- Challenge 1
In the blog post below on Advent traditions, what should someone new to those traditions do?

─── Document text ───

By special request, I'll be blogging for the next several weeks about Advent, Christmas, and Chanukah traditions - both those that we practice here at The Midnight Cafe and those that I think are brilliant but haven't tried yet. This is going to be a little like Advent 101 because I want to offer the possibility of these tradition to people who are totally new to the idea. I strongly believe that traditions help us focus, they help us make meaning, they help us mark time, and they help us draw closer to each other and to our Creator. Traditions are meant to be modified to fit each family. They are meant to be tools in the shaping of our lives. So, I'm offering here some possibilities and a whole lot of information. Take what you need and leave the rest.
So, first things first...Advent is a season of anticipation, a season of hope, a season marked by reflection...and filled with meaning. If you get too wrapped up in doing things to make the season happen, you'll totally miss the meaning. You'll be frazzled and weary before Christmas even arrives. If you're new to Advent traditions, start slow. You don't have to do everything. You can do one thing or dabble in many. But you absolutely do not have to do it all. This is about remembering the gift of the Messiah. It isn't (and never has been) about doing everything right.

─── Input records ───

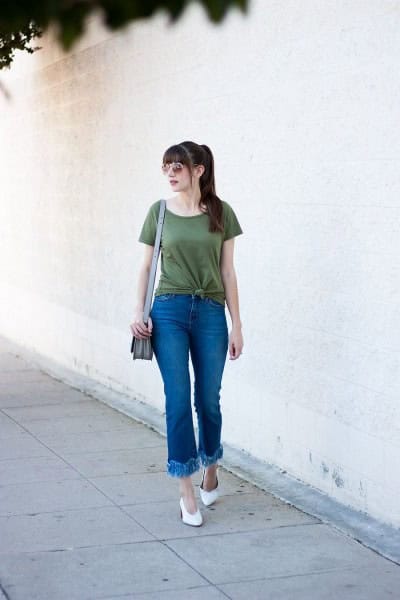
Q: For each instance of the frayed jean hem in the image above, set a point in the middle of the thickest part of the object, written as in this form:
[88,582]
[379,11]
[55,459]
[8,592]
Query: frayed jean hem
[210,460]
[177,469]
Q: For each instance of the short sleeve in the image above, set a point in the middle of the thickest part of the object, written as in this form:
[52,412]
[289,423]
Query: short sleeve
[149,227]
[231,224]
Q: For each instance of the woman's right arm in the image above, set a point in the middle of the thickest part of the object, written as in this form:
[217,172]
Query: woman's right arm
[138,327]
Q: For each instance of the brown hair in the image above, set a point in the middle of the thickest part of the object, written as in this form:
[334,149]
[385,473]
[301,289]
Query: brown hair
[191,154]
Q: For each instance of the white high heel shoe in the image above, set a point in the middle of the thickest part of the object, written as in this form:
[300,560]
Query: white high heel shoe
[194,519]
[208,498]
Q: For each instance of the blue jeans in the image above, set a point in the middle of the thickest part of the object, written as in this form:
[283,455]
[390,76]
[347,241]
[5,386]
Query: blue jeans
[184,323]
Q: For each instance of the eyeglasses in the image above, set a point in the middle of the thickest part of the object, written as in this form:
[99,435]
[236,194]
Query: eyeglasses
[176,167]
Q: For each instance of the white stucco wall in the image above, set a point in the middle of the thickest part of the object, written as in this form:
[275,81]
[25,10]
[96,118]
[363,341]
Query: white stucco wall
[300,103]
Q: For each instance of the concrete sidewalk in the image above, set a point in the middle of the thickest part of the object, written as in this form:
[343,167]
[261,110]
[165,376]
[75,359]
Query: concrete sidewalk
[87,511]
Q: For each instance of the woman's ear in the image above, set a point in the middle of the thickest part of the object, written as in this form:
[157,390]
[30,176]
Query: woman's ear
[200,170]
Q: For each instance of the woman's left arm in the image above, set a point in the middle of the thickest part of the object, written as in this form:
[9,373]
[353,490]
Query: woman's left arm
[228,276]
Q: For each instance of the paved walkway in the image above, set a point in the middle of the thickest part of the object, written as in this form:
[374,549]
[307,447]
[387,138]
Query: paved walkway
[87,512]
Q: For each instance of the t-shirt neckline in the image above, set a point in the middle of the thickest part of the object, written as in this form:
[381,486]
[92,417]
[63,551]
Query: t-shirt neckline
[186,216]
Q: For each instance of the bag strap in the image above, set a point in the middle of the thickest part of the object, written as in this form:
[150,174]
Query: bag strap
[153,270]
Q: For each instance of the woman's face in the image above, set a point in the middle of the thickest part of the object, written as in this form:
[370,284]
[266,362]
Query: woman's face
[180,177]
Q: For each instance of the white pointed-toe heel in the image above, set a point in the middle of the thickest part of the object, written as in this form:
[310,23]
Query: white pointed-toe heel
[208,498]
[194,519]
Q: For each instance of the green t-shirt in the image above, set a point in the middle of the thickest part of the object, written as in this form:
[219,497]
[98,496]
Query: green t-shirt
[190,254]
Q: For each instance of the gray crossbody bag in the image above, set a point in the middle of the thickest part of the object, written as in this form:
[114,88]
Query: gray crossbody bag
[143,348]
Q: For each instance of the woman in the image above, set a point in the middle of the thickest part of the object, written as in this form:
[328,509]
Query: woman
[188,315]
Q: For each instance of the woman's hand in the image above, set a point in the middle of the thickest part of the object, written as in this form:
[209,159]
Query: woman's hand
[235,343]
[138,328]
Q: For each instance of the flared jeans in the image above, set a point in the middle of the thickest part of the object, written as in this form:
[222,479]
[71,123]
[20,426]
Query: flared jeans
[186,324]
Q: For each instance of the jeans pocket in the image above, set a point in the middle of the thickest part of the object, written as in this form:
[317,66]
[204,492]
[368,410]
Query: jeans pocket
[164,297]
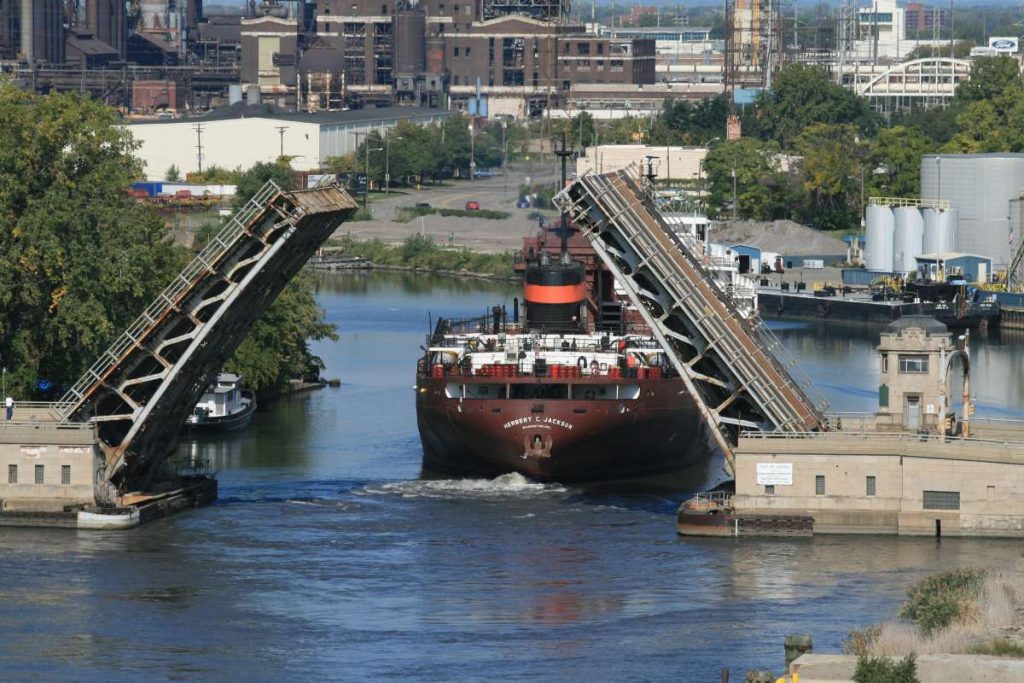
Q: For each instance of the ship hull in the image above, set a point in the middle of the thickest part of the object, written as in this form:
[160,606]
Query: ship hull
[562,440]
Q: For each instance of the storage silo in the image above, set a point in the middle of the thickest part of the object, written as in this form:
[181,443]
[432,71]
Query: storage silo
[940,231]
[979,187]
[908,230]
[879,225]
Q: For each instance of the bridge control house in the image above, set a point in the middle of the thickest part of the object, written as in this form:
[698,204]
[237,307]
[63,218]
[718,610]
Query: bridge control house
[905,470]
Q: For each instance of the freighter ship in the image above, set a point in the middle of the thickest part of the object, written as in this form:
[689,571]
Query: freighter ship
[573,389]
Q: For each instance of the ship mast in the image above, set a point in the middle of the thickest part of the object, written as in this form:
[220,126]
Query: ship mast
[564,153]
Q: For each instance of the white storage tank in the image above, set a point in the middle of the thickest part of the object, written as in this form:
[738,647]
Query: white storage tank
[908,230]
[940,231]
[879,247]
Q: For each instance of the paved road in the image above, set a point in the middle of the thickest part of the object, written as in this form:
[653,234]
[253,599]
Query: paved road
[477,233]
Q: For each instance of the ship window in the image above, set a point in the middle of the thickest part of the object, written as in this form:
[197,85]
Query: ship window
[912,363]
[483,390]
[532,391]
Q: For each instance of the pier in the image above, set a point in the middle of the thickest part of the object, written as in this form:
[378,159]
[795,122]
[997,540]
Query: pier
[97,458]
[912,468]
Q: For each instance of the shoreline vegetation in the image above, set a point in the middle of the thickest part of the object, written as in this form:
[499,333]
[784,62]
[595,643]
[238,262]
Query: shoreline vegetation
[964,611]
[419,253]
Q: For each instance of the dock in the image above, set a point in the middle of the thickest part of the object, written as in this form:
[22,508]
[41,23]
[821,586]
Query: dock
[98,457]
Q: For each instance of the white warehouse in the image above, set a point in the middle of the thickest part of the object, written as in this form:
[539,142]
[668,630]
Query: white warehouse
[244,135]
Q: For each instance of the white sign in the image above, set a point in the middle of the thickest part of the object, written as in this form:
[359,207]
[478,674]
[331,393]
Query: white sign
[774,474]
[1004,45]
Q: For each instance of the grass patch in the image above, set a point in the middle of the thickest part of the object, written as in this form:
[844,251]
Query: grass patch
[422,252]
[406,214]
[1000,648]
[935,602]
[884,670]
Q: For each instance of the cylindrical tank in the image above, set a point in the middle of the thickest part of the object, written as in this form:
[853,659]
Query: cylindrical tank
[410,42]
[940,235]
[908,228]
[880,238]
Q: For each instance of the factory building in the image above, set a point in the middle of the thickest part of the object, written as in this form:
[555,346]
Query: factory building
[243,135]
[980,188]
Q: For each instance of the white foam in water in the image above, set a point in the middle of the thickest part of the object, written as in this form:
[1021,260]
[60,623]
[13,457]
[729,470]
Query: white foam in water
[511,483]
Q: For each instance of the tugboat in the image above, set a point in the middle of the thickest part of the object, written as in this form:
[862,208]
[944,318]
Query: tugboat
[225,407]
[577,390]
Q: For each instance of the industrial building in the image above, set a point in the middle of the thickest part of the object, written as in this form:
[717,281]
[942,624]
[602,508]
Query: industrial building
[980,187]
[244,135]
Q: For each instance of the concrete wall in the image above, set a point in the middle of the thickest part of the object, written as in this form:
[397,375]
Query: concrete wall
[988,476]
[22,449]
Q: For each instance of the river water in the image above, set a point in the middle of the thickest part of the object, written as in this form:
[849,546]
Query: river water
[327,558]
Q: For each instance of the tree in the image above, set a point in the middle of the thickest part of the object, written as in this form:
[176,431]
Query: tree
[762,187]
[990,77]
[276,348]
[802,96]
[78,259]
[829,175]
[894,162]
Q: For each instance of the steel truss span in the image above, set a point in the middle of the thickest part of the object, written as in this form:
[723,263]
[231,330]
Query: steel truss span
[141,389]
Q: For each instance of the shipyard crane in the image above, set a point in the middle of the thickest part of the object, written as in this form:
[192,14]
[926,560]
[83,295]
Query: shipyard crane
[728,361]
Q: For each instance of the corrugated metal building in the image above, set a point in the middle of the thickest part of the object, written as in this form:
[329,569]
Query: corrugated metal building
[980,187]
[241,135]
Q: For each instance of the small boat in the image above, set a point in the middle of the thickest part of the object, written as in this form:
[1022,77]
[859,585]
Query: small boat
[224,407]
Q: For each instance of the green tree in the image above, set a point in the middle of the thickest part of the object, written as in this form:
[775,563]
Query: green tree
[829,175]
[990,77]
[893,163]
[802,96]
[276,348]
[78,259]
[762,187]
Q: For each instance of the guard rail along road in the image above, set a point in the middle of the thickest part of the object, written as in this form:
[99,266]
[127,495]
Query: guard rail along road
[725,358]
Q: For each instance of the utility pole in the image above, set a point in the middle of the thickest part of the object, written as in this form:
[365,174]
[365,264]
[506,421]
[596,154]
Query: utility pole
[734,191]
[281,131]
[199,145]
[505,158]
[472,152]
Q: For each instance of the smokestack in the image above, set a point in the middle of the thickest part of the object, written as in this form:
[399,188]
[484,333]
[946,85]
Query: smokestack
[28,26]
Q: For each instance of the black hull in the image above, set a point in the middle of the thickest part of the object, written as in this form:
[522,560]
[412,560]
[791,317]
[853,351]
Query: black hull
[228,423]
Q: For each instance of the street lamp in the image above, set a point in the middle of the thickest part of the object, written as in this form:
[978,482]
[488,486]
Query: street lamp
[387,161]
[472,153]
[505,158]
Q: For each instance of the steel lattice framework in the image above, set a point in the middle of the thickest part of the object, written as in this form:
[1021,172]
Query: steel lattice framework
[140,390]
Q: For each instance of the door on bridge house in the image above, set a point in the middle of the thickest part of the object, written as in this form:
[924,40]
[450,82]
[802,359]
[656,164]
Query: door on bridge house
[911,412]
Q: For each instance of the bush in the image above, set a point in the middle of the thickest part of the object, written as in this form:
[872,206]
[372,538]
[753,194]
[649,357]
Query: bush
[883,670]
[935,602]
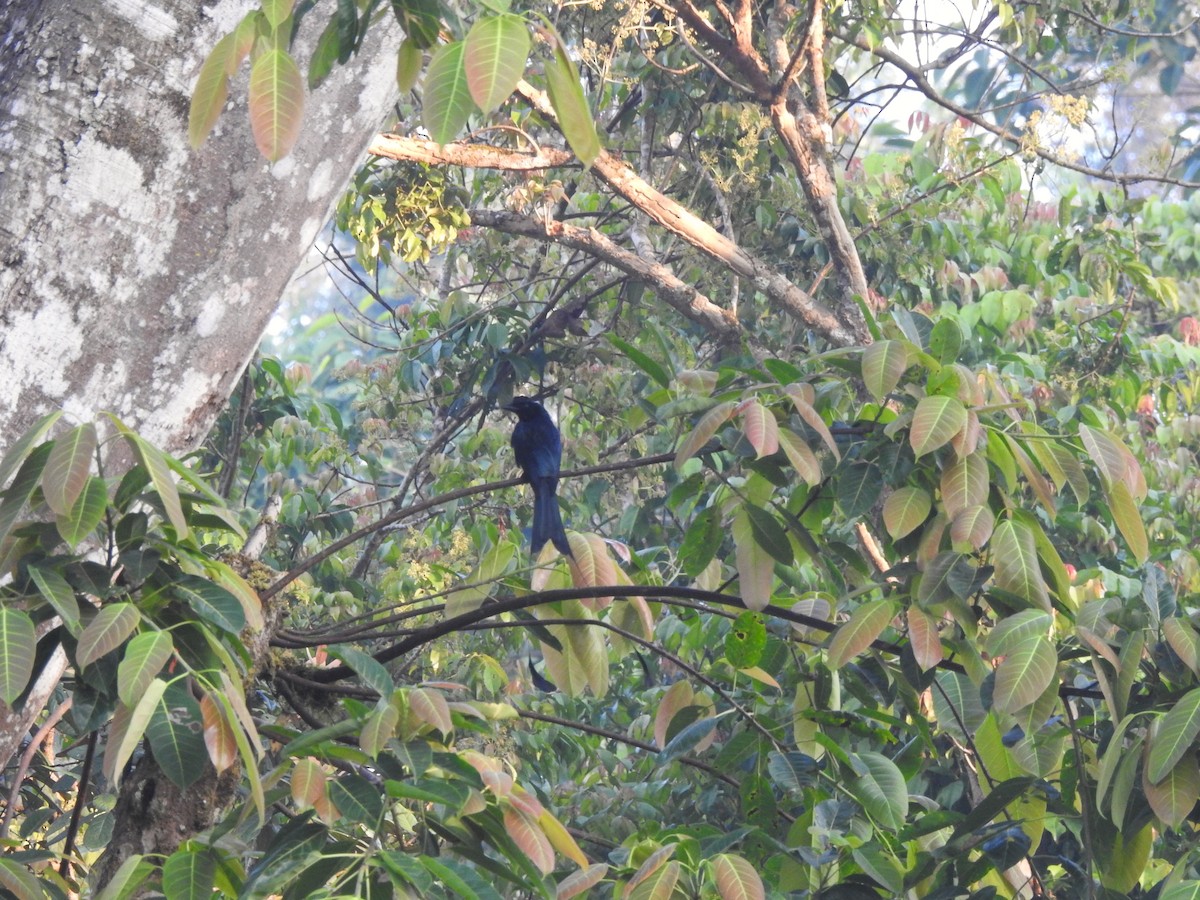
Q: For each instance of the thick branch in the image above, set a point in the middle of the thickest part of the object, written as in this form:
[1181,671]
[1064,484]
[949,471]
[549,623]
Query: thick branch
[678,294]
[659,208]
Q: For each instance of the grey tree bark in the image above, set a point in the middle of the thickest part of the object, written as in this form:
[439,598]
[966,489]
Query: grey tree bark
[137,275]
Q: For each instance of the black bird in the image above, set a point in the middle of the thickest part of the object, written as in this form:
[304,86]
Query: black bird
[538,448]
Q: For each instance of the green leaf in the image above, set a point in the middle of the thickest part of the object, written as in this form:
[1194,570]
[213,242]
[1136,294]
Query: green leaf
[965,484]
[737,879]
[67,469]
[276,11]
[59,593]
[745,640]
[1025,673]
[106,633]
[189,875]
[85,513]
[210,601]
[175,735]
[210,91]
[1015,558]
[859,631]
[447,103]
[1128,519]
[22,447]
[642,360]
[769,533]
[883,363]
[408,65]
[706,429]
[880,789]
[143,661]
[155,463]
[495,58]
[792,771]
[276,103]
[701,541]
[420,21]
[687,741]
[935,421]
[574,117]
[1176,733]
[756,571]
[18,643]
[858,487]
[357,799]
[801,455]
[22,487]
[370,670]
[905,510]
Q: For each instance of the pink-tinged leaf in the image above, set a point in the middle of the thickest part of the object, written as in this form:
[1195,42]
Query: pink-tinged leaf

───

- Challenge 2
Locate every line in the entries above that contains the string "steel" and copy each one out. Case counts.

- Correct response 1
Start slow.

- Correct response 2
Q: For each instance of the steel truss span in the image above, set a point in the middle of the thickest part of the object, written as in this form:
Query: steel truss span
Q: For each instance of the steel lattice framework in the image above, set a point in the middle of the thickest part of the object, written as in this form:
Query: steel lattice framework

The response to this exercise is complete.